# Task item
Copy out the data word for word. The images are not part of the copy.

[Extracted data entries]
+---+

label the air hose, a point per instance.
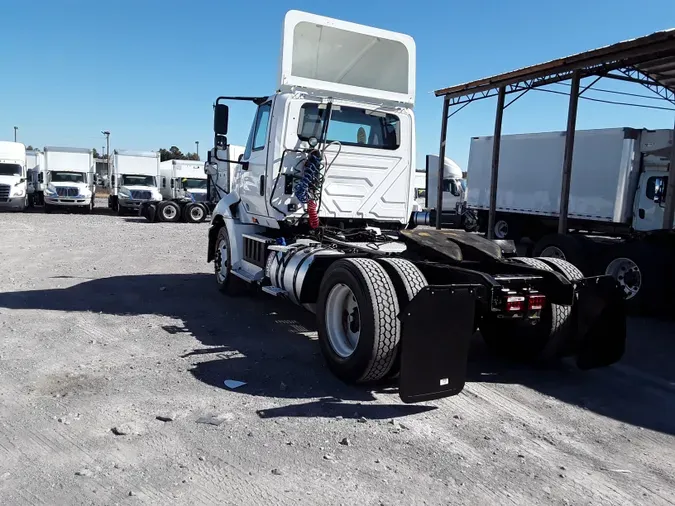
(308, 187)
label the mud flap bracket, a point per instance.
(436, 330)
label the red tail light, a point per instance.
(515, 303)
(536, 302)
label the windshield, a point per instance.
(10, 169)
(137, 180)
(66, 177)
(195, 184)
(351, 126)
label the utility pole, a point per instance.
(107, 151)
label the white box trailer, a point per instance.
(181, 177)
(134, 180)
(69, 178)
(617, 189)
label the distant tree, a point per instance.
(174, 153)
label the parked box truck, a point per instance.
(134, 180)
(69, 178)
(616, 205)
(13, 187)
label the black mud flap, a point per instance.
(148, 211)
(436, 329)
(601, 323)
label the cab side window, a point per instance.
(258, 136)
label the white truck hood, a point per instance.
(10, 180)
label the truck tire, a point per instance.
(357, 320)
(228, 283)
(169, 212)
(194, 213)
(565, 247)
(641, 271)
(518, 340)
(408, 281)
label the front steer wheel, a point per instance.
(356, 314)
(228, 283)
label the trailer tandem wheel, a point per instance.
(357, 313)
(520, 340)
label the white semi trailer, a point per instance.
(69, 179)
(134, 180)
(616, 205)
(317, 213)
(13, 187)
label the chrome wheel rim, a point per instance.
(627, 274)
(169, 212)
(343, 320)
(553, 252)
(221, 260)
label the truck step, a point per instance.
(273, 290)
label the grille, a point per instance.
(141, 194)
(67, 191)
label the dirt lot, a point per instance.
(108, 323)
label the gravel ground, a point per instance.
(115, 346)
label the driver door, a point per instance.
(254, 169)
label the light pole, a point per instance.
(107, 151)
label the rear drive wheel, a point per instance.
(408, 281)
(520, 340)
(228, 283)
(194, 213)
(357, 319)
(641, 270)
(169, 212)
(563, 247)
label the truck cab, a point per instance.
(69, 178)
(650, 196)
(134, 180)
(13, 187)
(183, 178)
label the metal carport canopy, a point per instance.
(648, 61)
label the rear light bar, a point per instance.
(515, 303)
(536, 302)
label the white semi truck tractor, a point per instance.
(317, 214)
(69, 179)
(13, 186)
(134, 180)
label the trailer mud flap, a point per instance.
(601, 318)
(436, 329)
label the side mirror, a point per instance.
(220, 119)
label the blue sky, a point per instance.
(149, 70)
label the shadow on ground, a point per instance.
(268, 344)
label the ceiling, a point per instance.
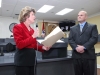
(11, 7)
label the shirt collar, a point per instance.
(82, 24)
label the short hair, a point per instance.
(25, 12)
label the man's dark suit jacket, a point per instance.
(87, 38)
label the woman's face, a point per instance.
(31, 18)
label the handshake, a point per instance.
(45, 48)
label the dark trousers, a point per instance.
(24, 70)
(84, 66)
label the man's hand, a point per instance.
(80, 49)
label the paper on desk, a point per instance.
(54, 36)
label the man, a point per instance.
(82, 39)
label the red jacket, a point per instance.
(23, 37)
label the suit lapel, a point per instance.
(84, 28)
(78, 29)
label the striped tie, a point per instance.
(81, 27)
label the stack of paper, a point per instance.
(54, 36)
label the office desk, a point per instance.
(55, 66)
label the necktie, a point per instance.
(81, 27)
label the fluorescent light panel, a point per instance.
(45, 8)
(64, 11)
(0, 3)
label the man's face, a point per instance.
(81, 17)
(31, 18)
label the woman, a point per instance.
(25, 38)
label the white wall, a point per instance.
(4, 26)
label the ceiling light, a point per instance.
(64, 11)
(0, 2)
(45, 8)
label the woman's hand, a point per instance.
(35, 34)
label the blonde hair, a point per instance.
(25, 12)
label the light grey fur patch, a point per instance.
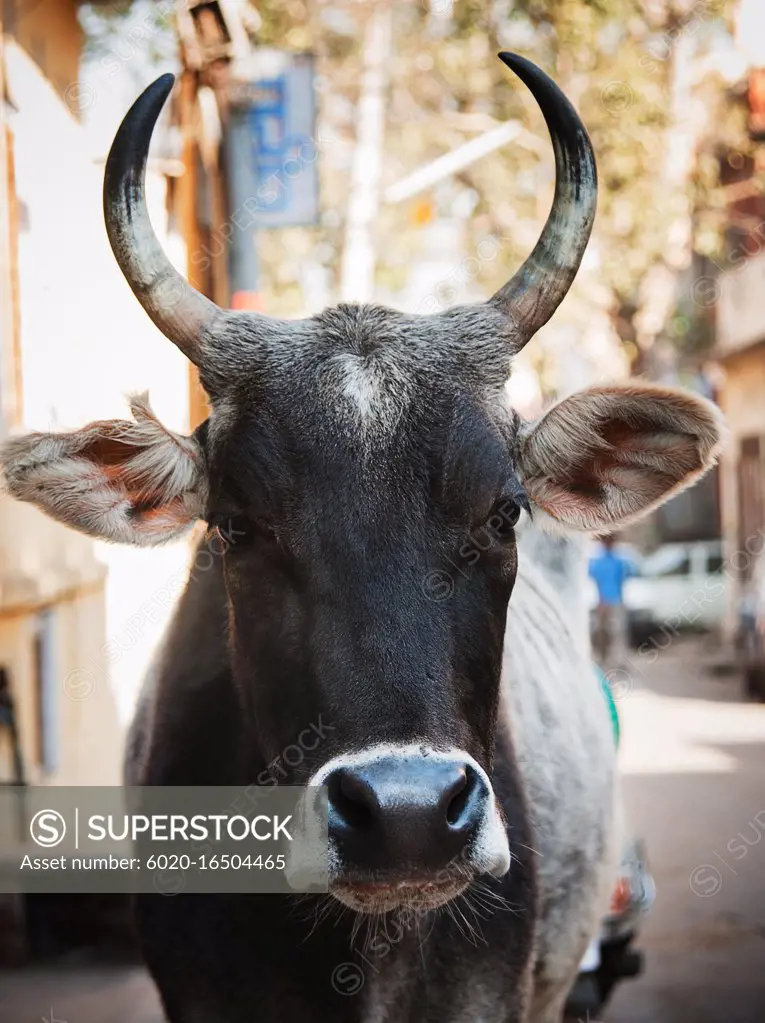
(554, 709)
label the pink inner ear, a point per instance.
(628, 468)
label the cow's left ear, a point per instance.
(604, 456)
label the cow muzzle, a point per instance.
(409, 826)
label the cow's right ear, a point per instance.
(130, 482)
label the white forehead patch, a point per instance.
(373, 389)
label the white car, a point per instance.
(680, 586)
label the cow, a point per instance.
(372, 501)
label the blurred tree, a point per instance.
(641, 73)
(631, 67)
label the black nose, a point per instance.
(405, 815)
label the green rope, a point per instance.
(613, 710)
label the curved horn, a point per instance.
(180, 312)
(533, 295)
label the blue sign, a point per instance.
(273, 148)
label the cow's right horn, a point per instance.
(181, 313)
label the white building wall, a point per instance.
(85, 344)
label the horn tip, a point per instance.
(164, 84)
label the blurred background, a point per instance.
(322, 150)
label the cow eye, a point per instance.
(504, 516)
(238, 530)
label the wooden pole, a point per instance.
(357, 273)
(10, 327)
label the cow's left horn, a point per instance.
(179, 311)
(533, 295)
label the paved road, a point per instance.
(694, 774)
(693, 758)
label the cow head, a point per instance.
(367, 474)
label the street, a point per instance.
(693, 758)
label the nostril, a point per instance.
(353, 799)
(459, 798)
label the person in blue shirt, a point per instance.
(610, 570)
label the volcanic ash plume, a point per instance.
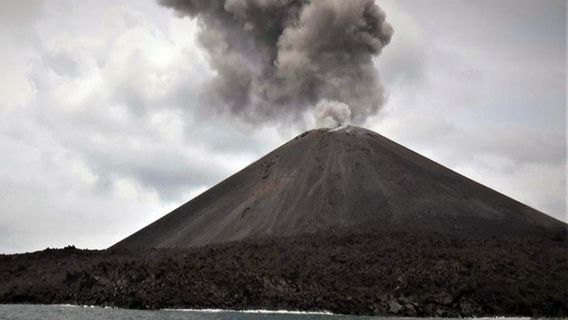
(331, 114)
(274, 59)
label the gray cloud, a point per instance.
(275, 59)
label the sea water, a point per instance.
(58, 312)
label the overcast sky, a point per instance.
(101, 130)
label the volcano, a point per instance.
(329, 180)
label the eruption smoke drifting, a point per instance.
(276, 58)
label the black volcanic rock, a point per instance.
(343, 220)
(328, 180)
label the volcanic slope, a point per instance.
(332, 180)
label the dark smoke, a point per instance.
(274, 59)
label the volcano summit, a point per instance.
(328, 180)
(341, 220)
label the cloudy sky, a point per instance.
(102, 131)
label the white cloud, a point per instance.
(102, 129)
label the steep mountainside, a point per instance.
(327, 180)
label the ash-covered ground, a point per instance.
(373, 272)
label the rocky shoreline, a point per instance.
(368, 273)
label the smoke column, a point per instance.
(276, 59)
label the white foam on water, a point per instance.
(254, 311)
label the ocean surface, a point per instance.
(56, 312)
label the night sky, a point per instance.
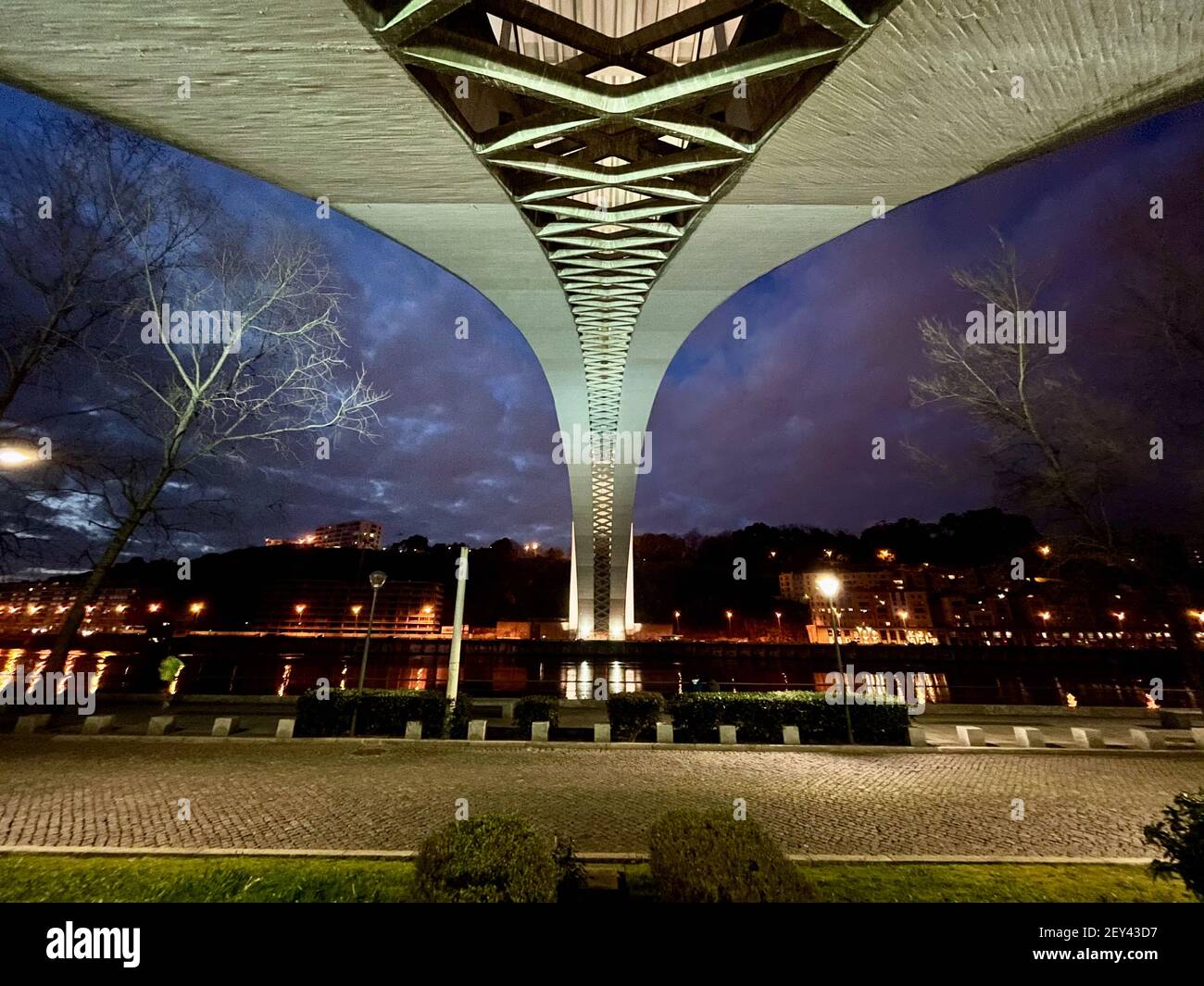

+---+

# Response for this exercise
label the air hose, a point per instance.
(308, 187)
label the mud flap bracket, a point per instance.
(436, 330)
label the red tail light, a point per instance.
(515, 303)
(536, 302)
label the windshield, a point per instance.
(10, 169)
(137, 180)
(66, 177)
(195, 184)
(351, 126)
label the utility pole, a point per instance.
(107, 151)
label the white box trailer, a point per instance.
(181, 177)
(134, 180)
(69, 178)
(617, 189)
label the distant tree, a point per instance.
(174, 153)
label the parked box truck, a point per instance.
(134, 180)
(69, 178)
(616, 205)
(13, 187)
label the black mud flap, a point per instance.
(148, 211)
(436, 329)
(601, 323)
label the cab side window, a point per instance.
(258, 136)
label the white truck hood, a point per instance.
(10, 180)
label the truck tire, a point per instance.
(357, 320)
(228, 283)
(169, 212)
(194, 213)
(565, 247)
(641, 271)
(518, 340)
(408, 281)
label the front steer wheel, a point per instance.
(356, 314)
(228, 283)
label the trailer tandem wheel, a point per instance.
(357, 313)
(520, 340)
label the white semi trailer, a point per instance.
(69, 179)
(134, 180)
(616, 205)
(317, 213)
(13, 187)
label the chrome wheel rim, a point per instance.
(627, 274)
(169, 212)
(343, 320)
(553, 252)
(221, 260)
label the truck step, a point per instance.
(273, 290)
label the grille, a point per instance.
(141, 194)
(67, 191)
label the dirt lot, a point per instance.
(108, 323)
label the gravel ground, a point per instance.
(115, 346)
label the driver door, a point per instance.
(254, 169)
label the light pole, a point per instance.
(107, 151)
label the rear drive wheel, a point per instance.
(408, 281)
(520, 340)
(228, 283)
(194, 213)
(357, 319)
(641, 270)
(169, 212)
(563, 247)
label the truck cab, a point per instance.
(69, 178)
(650, 196)
(134, 180)
(13, 187)
(183, 178)
label the metal carport canopy, a point per instance.
(648, 61)
label the rear light bar, a point per instance.
(515, 303)
(536, 302)
label the white semi truck tractor, a point per instance.
(317, 214)
(69, 179)
(13, 186)
(134, 180)
label the trailer mud flap, a point per instance.
(601, 318)
(436, 329)
label the side mirror, a point per instance.
(220, 119)
label the blue sky, a point per instance.
(149, 70)
label the shadow on ground, a point per instance.
(268, 344)
label the ceiling, a point per instance.
(11, 7)
label the shirt collar, a point per instance.
(82, 24)
label the short hair, a point per instance.
(25, 12)
label the man's dark suit jacket, a point per instance.
(87, 38)
label the woman's face, a point per instance.
(31, 18)
label the handshake, a point per instance.
(45, 48)
label the dark trousers, a point per instance.
(24, 70)
(84, 66)
label the man's hand, a point per instance.
(80, 49)
label the paper on desk, a point per instance.
(54, 36)
label the man, a point per instance.
(82, 39)
label the red jacket, a point per instance.
(23, 37)
label the suit lapel, a point per instance.
(84, 28)
(78, 29)
label the striped tie, a point per instance.
(81, 27)
label the stack of paper, a point per instance.
(54, 36)
label the office desk, a point per instance.
(55, 66)
label the necktie, a point per instance.
(81, 27)
label the fluorescent light panel, a point per instance.
(45, 8)
(64, 11)
(0, 3)
label the man's face, a point per instance.
(81, 17)
(31, 18)
label the woman, a point per instance.
(25, 38)
label the white wall, a point per instance.
(4, 26)
label the ceiling light, a point per instance.
(64, 11)
(0, 2)
(45, 8)
label the woman's hand, a point per instance.
(35, 34)
label the blonde hair, a point per instance.
(25, 12)
label the light grey fur patch, a point per instance.
(554, 709)
label the pink inner ear, a point per instance.
(628, 468)
label the cow's left ear, a point per instance.
(604, 456)
label the cow muzzle, a point per instance.
(409, 826)
label the cow's right ear, a point per instance.
(130, 482)
label the white forehead patch, a point per instance.
(373, 389)
label the white car, a point per instance.
(680, 586)
label the cow, a point per instance.
(372, 501)
label the blurred tree, a point per instance.
(641, 73)
(631, 67)
label the black nose, a point per instance.
(405, 815)
label the green rope, a point per instance.
(613, 710)
label the curved horn, a point per instance.
(180, 312)
(533, 295)
label the blue sign, a point per instance.
(273, 148)
label the cow's right horn, a point per instance.
(181, 313)
label the white building wall, a point per instance.
(85, 344)
label the horn tip, a point per instance.
(164, 84)
label the blurred background, a point per instance.
(322, 150)
label the cow eye, a point per instance.
(504, 516)
(238, 530)
label the wooden pole, a point per instance.
(357, 273)
(10, 327)
label the cow's left horn, a point per instance.
(179, 311)
(533, 295)
label the paved road, a point per instance.
(694, 774)
(693, 758)
label the cow head, a point per instance.
(367, 474)
label the street, a point per instance.
(693, 758)
label the nostril, a point per instance.
(353, 799)
(459, 798)
label the person in blue shirt, a point per instance.
(610, 570)
label the volcanic ash plume, a point per instance.
(331, 114)
(274, 59)
label the gray cloud, a point per instance.
(275, 59)
label the sea water, a point per instance.
(58, 312)
label the overcast sky, a point per instance.
(101, 130)
label the volcano, a point per instance.
(329, 180)
label the eruption smoke drifting, a point per instance.
(276, 58)
label the black volcanic rock, a point per instance.
(343, 220)
(328, 180)
label the volcanic slope, a point per instance.
(332, 180)
label the dark smoke, a point per instance.
(274, 59)
label the volcano summit, a point per instance.
(328, 180)
(341, 220)
label the cloudy sky, a point per instance.
(102, 131)
label the white cloud, a point per instance.
(102, 129)
label the steep mountainside, a point per instance.
(327, 180)
label the ash-covered ground, a point per instance.
(373, 272)
label the rocky shoreline, a point per instance.
(368, 273)
label the smoke column, a point per instance.
(276, 59)
label the white foam on water, a point per instance.
(254, 311)
label the ocean surface, a point per instance.
(56, 312)
label the night sky, a point per instance.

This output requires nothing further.